YOUR ASSIGNMENT: In the text about Chris Spielman, what material does the writer say his jersey should have been made of?

EXTRACT TO READ:
————————
We did it all wrong, the way we watched Chris Spielman play football for the Detroit Lions.
How dare we enjoy Spielman’s eight seasons with the Lions under a Teflon roof with climate control!
How dare we have him play the game on phony grass, without a snowball’s chance in Hell of even a raindrop splatting onto his helmet?
How could we watch him in the lap of the Silverdome’s luxury, an ice-cold drink in one hand and a red hot in the other?
Spielman should have been crunching ball carriers and blockers on a muddy field under a sheet of rain, wearing a leather helmet and shoulder pads made of the latest Sears catalogues.
He should have been wearing a jersey made of wool, and shoes that went over his ankles. The football should have been more rounded.
The other team should have been from Canton, not Tampa.
The on-field officials should have been wearing all white with floppy hats, not stripes and baseball caps. They shouldn’t have been armed with penalty flags—just whistles.
————————
LISTED RECORDS:

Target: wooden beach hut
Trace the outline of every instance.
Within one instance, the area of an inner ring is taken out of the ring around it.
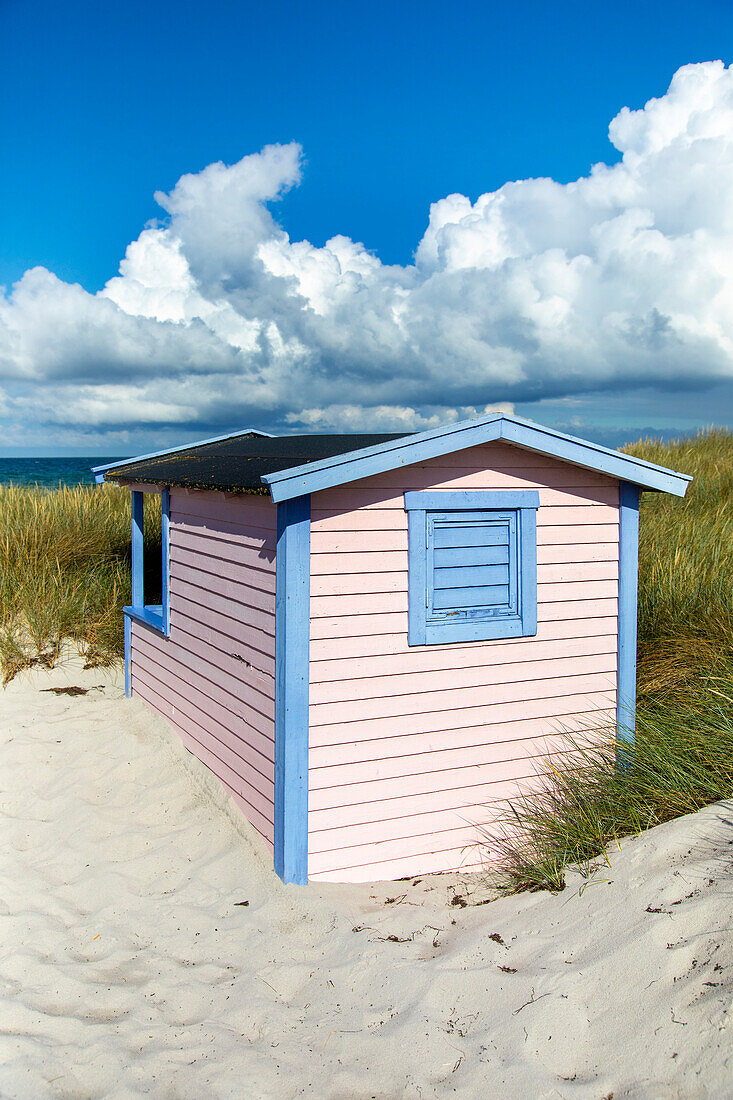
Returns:
[[[96,473],[132,491],[125,691],[285,881],[475,866],[492,804],[536,782],[560,728],[633,736],[638,496],[683,496],[683,474],[499,414],[248,430]]]

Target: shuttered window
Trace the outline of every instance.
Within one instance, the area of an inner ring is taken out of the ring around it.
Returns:
[[[406,493],[408,641],[537,632],[536,492]]]

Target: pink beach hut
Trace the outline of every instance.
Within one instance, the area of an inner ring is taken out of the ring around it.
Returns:
[[[536,781],[559,728],[633,736],[638,496],[683,496],[683,474],[502,415],[244,430],[95,472],[132,491],[125,692],[286,882],[475,866],[492,804]]]

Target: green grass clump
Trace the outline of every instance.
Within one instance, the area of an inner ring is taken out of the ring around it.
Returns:
[[[160,501],[145,507],[146,558],[160,560]],[[64,639],[90,666],[122,653],[121,609],[130,603],[130,493],[0,486],[0,671],[7,683],[33,663],[48,667]],[[160,578],[157,579],[160,587]],[[155,601],[154,570],[150,584]]]
[[[626,451],[694,477],[683,501],[642,495],[635,741],[616,761],[615,729],[566,736],[488,832],[503,892],[561,890],[568,864],[733,794],[733,435]]]

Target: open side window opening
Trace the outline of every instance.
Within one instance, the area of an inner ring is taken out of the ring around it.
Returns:
[[[147,501],[145,501],[147,497]],[[132,492],[132,602],[125,615],[166,637],[168,601],[169,492]]]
————————
PROBLEM SOLUTION: Wool.